Source data section start

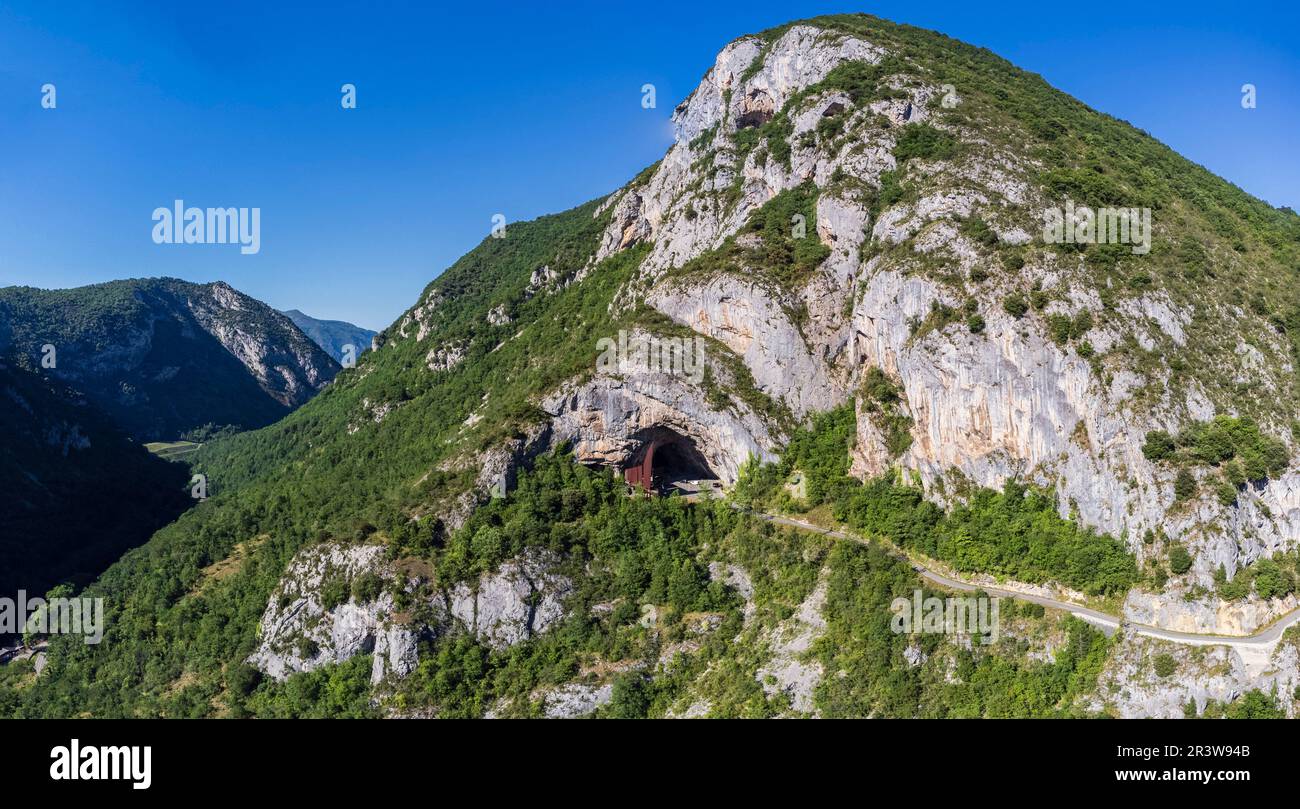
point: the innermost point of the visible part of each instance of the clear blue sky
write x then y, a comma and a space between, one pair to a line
469, 109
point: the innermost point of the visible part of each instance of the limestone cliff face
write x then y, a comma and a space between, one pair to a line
165, 357
1006, 401
336, 601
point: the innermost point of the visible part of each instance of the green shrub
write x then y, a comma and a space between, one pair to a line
1272, 582
1015, 305
1179, 561
1158, 446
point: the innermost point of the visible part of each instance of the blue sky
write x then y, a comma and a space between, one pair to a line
519, 108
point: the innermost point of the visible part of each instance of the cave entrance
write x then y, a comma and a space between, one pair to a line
668, 462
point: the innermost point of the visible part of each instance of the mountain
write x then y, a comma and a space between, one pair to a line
839, 295
78, 493
333, 334
167, 358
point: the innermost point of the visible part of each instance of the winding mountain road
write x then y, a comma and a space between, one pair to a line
1262, 640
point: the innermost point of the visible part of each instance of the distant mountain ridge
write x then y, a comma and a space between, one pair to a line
332, 334
164, 357
77, 492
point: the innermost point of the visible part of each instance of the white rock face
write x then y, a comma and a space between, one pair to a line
290, 368
754, 327
576, 700
523, 598
299, 634
788, 671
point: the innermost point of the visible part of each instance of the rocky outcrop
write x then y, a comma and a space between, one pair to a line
1131, 687
302, 631
789, 670
521, 598
336, 601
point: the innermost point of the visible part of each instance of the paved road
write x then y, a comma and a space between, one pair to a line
1265, 637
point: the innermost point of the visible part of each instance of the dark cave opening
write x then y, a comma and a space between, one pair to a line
667, 461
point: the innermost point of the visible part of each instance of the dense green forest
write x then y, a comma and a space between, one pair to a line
77, 492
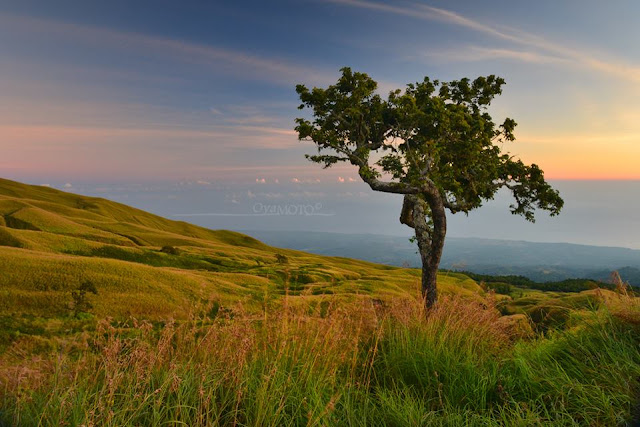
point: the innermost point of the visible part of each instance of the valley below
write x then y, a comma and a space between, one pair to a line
114, 316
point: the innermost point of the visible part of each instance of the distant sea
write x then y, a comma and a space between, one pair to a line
604, 213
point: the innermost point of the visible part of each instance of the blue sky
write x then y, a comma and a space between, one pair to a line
116, 97
159, 90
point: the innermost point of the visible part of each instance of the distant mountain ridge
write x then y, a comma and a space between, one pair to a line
537, 261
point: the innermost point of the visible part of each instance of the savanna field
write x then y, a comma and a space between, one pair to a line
114, 316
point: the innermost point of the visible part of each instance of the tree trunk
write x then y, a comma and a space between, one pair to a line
430, 238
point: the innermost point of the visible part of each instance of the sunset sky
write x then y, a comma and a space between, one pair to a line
156, 90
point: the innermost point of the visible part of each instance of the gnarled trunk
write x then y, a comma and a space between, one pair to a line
430, 237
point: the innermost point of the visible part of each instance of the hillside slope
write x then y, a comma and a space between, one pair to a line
51, 242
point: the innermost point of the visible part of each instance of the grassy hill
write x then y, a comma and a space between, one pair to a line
189, 326
51, 242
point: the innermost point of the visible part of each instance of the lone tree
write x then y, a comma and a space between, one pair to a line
435, 143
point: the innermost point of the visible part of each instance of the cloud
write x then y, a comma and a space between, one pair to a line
216, 58
545, 48
477, 53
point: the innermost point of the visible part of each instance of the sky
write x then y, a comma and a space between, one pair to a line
102, 96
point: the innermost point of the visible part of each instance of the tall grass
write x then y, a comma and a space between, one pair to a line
358, 364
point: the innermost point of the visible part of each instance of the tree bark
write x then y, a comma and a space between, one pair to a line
430, 237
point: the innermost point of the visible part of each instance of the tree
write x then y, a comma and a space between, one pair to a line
434, 143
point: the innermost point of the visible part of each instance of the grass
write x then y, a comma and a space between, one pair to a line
353, 364
191, 326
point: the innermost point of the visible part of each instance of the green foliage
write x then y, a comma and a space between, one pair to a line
455, 368
432, 134
567, 285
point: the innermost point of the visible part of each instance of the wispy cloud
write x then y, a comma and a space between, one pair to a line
478, 53
216, 58
545, 48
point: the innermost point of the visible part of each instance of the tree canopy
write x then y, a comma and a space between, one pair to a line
433, 135
435, 143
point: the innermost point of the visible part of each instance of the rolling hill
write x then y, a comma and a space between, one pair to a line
51, 242
349, 344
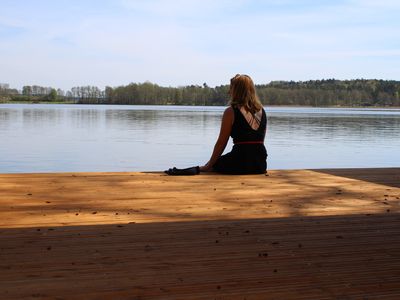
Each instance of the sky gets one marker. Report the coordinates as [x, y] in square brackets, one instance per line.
[68, 43]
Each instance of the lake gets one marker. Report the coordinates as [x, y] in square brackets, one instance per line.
[63, 138]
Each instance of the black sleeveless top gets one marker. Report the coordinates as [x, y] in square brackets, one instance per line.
[243, 132]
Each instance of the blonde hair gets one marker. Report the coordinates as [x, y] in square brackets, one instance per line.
[243, 94]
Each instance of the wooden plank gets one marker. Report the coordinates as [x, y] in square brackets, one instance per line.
[296, 234]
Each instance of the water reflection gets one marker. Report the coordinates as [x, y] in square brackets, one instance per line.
[41, 138]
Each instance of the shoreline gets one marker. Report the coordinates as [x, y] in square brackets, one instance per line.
[169, 105]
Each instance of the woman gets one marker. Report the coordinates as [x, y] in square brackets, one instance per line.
[245, 121]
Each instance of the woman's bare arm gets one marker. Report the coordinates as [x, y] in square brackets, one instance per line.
[225, 132]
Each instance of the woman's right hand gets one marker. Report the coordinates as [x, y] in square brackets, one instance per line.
[205, 168]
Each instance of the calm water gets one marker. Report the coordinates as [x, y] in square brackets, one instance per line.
[43, 138]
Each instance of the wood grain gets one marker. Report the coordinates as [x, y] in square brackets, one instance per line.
[295, 234]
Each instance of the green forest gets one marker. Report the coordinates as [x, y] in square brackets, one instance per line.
[326, 92]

Source data section end

» **Problem to work on**: Which lines hold the string "road"? Copy all of them from the data above.

» **Written answer**:
point: the innermost point of the visible part of each instance of the winding mountain road
point: the innermost point of the visible part of each instance of the paved road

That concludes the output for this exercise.